Provided passage section start
Details of the recruitment process and the demographics of the sample can be found elsewhere [9]. From 77 individuals initially evaluated, serological biomarkers data were obtained from 67 (87%), which were included in this analysis. No differences in clinical data between the included patient in the original paper and those included here were observed. Participants were assessed a mean of 6 (SD 0.8) months after hospitalization. Twenty-four (35.8%) patients reported sensitization-associated post-COVID-19 symptoms (CSI ≥ 40/100 points). Subjects reporting sensitization-associated symptoms had lower ferritin (p = 0.035) and hemoglobin (p = 0.015) levels than those not reporting sensitization-associated post-COVID-19 symptoms; however, the differences were small (Table 1).

Table 1.

Laboratory biomarkers of COVID-19 patients according to the presence or absence of sensitization-associated symptoms.

CSI ≥ 40 Points (n = 24) CSI < 40 Points (n = 43) p
Glucose (mg/mL) 105.3 (21.9) 117.1 (45.0) 0.394
Creatinine (mg/dL) 0.9 (0.45) 0.9 (0.3) 0.855
Alanine transaminase (ALT, U/L) 24.5 (12.5) 25.6 (10.5) 0.599
Aspartate transaminase (AST, U/L) 22.6 (7.5) 22.7 (6.0) 0.967
Lactate dehydrogenase (LDH, U/L) 215.2 (41.8) 205.2 (42.1) 0.346
Creatine kinase (CK, mg/dL) 0.9 (0.35) 1.3 (1.75) 0.153
Albumin (g/dL) 4.5 (0.3) 4.5 (0.2) 0.626
Ferritin (ng/mL) * 83.9 (67.6) 158.25 (161.8) 0.024 *
Leucocytes (×109/L) 7.05 (1.6) 7.25 (1.5) 0.491
Lymphocytes (×109/L) 3.2 (0.6) 3.2 (0.8) 0.899
Eosinophils (×109/L) 3.25 (3.4) 2.4 (1.95) 0.223
Hemoglobin (g/dL) * 13.55 (1.6) 14.4 (1.2) 0.047 *
Platelets (×109/L) 252.5 (66.1) 244.7 (54.4) 0.588
(ESR, mm/h) 11.6 (10.7) 11.9 (13.1) 0.908
Fibrinogen (mg/dL) 418.1 (74.5) 408.2 (94.0) 0.608
L-dimer (ng/mL) 591.25 (470.9) 535.5 (621.5) 0.734
Open in a new tab

ESR—erythrocyte sedimentation rate; n—number; SD—standard deviation. * significant differences between subjects with and without sensitization-associated symptoms (p < 0.05).

Significant but small negative associations of the CSI score with ferritin (r: −0.251, p = 0.04) and hemoglobin (r: −0.292, p = 0.017) levels was observed. No other significant association was found. The logistic multivariate regression model revealed that hemoglobin levels were the only laboratory biomarker associated with sensitization-associated symptoms by explaining the 13.7% of the variance of CSI score (r2 adj: 0.137, B = −0.394, t = −2.935, p = 0.005).
Provided passage section end
Records provided section start
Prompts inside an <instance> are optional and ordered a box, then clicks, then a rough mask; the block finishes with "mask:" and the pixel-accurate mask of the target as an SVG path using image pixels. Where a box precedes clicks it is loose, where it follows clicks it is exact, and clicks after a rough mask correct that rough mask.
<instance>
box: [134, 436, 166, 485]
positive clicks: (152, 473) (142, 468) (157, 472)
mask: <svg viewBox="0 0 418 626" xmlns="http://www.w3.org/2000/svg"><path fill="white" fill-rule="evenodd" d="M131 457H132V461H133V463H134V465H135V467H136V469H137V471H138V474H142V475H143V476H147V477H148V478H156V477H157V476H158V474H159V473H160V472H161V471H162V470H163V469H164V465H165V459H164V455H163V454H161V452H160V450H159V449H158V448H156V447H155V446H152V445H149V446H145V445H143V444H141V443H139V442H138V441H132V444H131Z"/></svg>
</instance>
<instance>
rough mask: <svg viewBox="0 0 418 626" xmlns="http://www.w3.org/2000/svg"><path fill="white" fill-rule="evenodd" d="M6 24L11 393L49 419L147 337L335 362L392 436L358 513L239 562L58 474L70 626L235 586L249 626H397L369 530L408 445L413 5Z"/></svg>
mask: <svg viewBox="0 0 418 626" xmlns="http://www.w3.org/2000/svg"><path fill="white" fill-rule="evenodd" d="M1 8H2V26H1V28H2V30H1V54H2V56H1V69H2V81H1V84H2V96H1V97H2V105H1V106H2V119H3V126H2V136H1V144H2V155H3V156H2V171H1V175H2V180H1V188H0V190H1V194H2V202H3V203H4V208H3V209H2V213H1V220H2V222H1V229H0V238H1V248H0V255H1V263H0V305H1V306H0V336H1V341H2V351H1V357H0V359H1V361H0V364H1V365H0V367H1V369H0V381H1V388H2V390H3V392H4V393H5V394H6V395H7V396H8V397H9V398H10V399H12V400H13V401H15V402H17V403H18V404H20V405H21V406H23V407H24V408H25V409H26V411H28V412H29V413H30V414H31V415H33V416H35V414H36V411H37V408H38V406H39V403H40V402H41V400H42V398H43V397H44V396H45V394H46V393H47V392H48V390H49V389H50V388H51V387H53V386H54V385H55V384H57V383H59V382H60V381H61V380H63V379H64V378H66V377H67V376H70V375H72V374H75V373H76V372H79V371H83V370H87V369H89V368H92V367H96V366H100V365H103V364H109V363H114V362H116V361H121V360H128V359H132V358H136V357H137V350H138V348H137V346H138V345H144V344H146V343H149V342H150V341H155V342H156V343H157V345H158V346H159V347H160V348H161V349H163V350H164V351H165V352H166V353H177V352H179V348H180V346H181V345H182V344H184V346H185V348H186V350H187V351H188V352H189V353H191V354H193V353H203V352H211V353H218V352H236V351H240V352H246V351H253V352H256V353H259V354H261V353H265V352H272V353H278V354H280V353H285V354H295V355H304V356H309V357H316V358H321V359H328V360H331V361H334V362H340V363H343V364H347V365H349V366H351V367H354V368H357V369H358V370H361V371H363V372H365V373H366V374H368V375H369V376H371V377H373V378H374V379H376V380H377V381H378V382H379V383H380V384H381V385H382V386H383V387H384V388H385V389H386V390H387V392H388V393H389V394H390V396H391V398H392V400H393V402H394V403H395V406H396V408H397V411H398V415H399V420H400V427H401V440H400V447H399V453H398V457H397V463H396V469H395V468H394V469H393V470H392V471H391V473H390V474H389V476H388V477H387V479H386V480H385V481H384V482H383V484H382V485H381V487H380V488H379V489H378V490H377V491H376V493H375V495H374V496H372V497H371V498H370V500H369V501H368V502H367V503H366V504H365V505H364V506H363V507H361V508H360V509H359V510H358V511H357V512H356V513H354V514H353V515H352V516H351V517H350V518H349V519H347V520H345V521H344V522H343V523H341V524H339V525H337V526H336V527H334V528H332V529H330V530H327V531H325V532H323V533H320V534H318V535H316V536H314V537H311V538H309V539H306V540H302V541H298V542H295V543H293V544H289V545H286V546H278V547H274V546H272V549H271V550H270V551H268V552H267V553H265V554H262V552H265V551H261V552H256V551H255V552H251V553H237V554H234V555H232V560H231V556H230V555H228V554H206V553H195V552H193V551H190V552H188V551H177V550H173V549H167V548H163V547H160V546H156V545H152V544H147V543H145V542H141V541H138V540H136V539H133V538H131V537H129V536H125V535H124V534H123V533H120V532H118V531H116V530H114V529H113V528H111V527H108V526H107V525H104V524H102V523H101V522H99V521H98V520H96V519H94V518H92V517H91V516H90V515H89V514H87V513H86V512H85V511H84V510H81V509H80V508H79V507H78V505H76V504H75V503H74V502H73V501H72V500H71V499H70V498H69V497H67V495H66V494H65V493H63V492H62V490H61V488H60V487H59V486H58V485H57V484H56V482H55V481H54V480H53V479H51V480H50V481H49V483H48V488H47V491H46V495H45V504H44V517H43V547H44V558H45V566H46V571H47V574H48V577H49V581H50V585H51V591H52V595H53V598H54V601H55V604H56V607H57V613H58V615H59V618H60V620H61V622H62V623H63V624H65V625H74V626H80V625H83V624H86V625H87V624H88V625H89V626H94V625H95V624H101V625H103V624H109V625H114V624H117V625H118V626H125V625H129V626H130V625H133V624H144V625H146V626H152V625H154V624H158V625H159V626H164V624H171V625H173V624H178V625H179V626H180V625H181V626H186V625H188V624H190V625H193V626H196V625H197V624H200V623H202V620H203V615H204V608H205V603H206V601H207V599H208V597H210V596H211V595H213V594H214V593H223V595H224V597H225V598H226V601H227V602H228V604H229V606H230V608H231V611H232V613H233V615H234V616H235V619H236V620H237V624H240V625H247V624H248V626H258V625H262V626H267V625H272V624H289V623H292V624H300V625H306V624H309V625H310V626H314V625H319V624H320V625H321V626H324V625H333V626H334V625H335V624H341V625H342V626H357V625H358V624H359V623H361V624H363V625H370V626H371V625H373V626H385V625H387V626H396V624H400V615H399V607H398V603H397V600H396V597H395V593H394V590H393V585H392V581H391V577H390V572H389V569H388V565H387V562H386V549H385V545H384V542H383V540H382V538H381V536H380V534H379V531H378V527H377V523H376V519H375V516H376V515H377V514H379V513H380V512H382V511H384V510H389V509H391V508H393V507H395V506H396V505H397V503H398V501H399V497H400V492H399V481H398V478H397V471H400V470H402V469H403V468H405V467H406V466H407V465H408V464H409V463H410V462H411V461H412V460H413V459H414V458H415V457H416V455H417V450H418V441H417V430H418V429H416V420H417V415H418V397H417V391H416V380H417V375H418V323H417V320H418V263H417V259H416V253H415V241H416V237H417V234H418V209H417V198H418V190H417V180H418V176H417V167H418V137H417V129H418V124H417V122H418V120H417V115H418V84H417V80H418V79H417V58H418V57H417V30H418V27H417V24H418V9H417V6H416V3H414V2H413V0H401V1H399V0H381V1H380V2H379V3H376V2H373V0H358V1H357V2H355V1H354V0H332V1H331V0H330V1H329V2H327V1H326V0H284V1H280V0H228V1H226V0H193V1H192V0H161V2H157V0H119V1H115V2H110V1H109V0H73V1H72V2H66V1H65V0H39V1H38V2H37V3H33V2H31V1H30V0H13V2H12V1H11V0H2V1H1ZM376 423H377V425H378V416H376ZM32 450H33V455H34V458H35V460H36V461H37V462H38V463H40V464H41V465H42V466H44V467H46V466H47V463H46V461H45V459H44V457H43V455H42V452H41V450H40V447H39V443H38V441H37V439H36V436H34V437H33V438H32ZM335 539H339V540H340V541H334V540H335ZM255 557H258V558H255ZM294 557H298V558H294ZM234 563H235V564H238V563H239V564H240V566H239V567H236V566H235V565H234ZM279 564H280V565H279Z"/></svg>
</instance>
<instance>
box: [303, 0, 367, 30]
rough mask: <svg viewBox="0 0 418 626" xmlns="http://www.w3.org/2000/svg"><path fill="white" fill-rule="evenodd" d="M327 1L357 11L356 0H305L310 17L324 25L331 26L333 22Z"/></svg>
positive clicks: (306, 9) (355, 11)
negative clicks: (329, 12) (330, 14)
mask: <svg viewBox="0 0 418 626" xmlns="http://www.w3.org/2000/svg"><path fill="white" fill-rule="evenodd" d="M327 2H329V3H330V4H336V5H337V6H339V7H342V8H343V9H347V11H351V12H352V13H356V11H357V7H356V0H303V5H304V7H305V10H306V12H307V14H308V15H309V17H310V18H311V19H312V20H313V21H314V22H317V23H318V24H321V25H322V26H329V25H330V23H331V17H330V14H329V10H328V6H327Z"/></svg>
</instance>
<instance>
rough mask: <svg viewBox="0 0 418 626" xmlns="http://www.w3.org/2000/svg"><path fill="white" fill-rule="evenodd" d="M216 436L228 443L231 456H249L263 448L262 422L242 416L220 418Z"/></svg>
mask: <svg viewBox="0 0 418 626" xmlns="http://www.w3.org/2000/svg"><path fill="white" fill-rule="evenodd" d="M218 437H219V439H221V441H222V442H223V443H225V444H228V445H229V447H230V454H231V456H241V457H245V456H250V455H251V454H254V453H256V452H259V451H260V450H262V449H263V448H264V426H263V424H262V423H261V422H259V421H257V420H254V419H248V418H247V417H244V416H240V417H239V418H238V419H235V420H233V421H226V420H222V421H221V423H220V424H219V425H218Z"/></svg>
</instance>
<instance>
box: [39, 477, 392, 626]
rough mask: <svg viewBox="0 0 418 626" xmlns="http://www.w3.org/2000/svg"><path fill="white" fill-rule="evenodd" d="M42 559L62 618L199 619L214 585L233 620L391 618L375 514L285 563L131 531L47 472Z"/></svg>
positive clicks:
Records provided section end
• Exercises to complete:
**1)** Retype the stretch of the post-COVID-19 biomarker text from "ESR—erythrocyte sedimentation rate;" through "symptoms (p < 0.05).".
**2)** Name every laboratory biomarker in Table 1 of the post-COVID-19 biomarker text whose unit is U/L.

• Answers given:
**1)**
ESR—erythrocyte sedimentation rate; n—number; SD—standard deviation. * significant differences between subjects with and without sensitization-associated symptoms (p < 0.05).

**2)**
Alanine transaminase (ALT)
Aspartate transaminase (AST)
Lactate dehydrogenase (LDH)